WHAT IS BEING ASKED
Only the images are to be dropped; the records themselves must be repeated exactly.

RECORD EXCERPTS
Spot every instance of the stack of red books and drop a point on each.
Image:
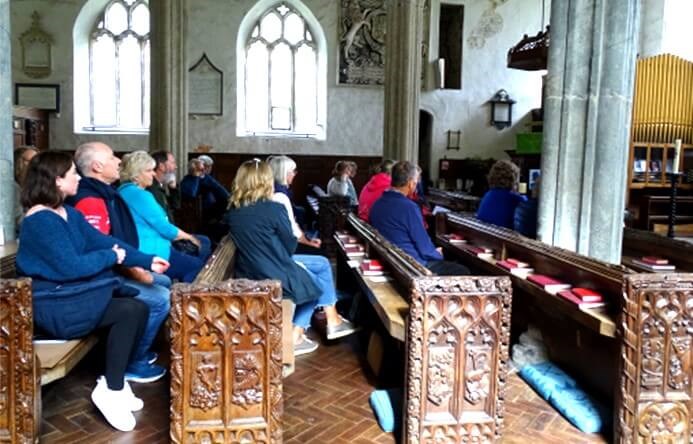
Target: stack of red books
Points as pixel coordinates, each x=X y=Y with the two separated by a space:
x=654 y=263
x=549 y=284
x=516 y=267
x=480 y=252
x=371 y=267
x=583 y=297
x=454 y=238
x=354 y=250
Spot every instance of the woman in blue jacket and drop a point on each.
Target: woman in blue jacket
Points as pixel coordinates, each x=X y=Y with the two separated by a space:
x=73 y=283
x=265 y=243
x=154 y=229
x=498 y=204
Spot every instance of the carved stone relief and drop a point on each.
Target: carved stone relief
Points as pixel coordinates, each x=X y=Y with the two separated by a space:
x=362 y=42
x=490 y=23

EXPECTED ANSWER
Spot every instance of the stack of red books and drop a point on each.
Image:
Target: stack of red books
Points as pixel coordinates, each x=X y=Y with the two separated by a space:
x=654 y=263
x=549 y=284
x=516 y=267
x=480 y=252
x=371 y=267
x=583 y=297
x=454 y=238
x=354 y=250
Spot every instance of the woman in blue jacket and drop a point on each.
Target: woman in blue jacket
Points as pixel coordinates, each x=X y=Y with the two separated by a space:
x=73 y=283
x=265 y=243
x=154 y=229
x=498 y=204
Spot every instance of the carved stone relief and drop a point on each.
Target: carved stone relief
Points as pixel coordinates, each x=X y=Y with the two separated by a space:
x=362 y=42
x=490 y=23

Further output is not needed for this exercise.